**Given text**
==============================

Maple Heights High School is a public high school located in Maple Heights, Ohio, southeast of Cleveland, Ohio. It graduated its first class in 1925. It was the first high school in America to offer a credit class in popular culture studies, created in 1975. It also offered a broadcast journalism class, Television Journalism, which produced a long-running public-access television cable TV program entitled Maple Schools Today, which ran on several Cleveland Ohio cable outlets from 1984 through 2002.

A completely new high school building opened in 2013, replacing one that dated back 90 years. A new stadium with artificial turf and an all-weather track opened in 2014.

Athletics
Maple Heights High School athletics is best known for the success of the boys' wrestling teams.  They won 10 state championships in a 19-year period from 1956–1974.  They were led by legendary coach Mike Milkovich.  Milkovich played a role in a sports brawl that led eventually to a U.S. Supreme Court case, Milkovich v. Lorain Journal Co., an important free speech case.

The team nickname is the Mustangs.

Ohio High School Athletic Association State Championships

 Wrestling – 1956, 1957, 1962, 1963, 1966, 1967, 1968, 1969, 1971, 1974 
 Football – 2010

Notable alumni

Chuck Findley – Class of 1965. trumpet player in The Tonight Show Band, Steely Dan and The Wrecking Crew.

==============================

**Requests**
(a) Extract the stretch from "A completely new" through "free speech case." in the article on Maple Heights High School.
(b) In the rows, replace "suit jacket" with "blazer" in the stretch from the line containing "TARGET: man in gray suit jacket" through the end of the rows, leaving all else unchanged and omitting the picture. Reproduce only that stretch.

**Input material**
==============================

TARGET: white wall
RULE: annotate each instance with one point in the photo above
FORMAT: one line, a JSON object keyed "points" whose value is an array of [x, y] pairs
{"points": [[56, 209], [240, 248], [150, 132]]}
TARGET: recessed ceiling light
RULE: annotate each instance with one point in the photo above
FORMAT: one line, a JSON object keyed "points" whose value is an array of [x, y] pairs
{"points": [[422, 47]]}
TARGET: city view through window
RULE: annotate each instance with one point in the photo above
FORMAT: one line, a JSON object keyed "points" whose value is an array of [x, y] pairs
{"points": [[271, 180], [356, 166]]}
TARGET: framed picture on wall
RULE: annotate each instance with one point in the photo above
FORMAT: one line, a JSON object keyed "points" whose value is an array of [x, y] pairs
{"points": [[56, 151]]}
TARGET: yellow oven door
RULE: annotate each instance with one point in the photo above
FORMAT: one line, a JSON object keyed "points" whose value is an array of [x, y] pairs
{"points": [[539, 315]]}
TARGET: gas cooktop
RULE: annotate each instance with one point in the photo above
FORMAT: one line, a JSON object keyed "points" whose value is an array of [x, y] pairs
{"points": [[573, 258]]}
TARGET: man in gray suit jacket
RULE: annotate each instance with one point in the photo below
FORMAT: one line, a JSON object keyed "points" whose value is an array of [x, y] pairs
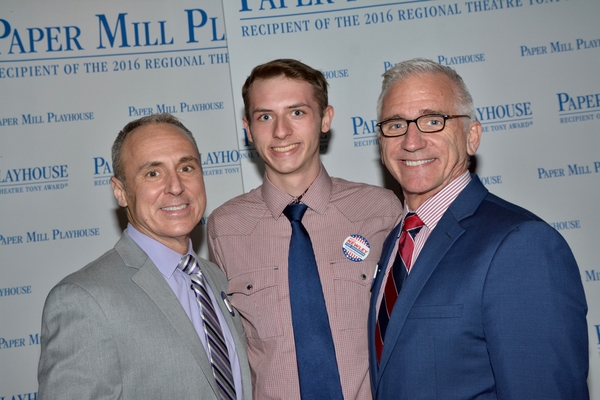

==============================

**Answers by task**
(a)
A completely new high school building opened in 2013, replacing one that dated back 90 years. A new stadium with artificial turf and an all-weather track opened in 2014.

Athletics
Maple Heights High School athletics is best known for the success of the boys' wrestling teams.  They won 10 state championships in a 19-year period from 1956–1974.  They were led by legendary coach Mike Milkovich.  Milkovich played a role in a sports brawl that led eventually to a U.S. Supreme Court case, Milkovich v. Lorain Journal Co., an important free speech case.

(b)
TARGET: man in gray blazer
RULE: annotate each instance with one point in the photo below
FORMAT: one line, a JSON object keyed "points" whose value is an array of [x, y] pairs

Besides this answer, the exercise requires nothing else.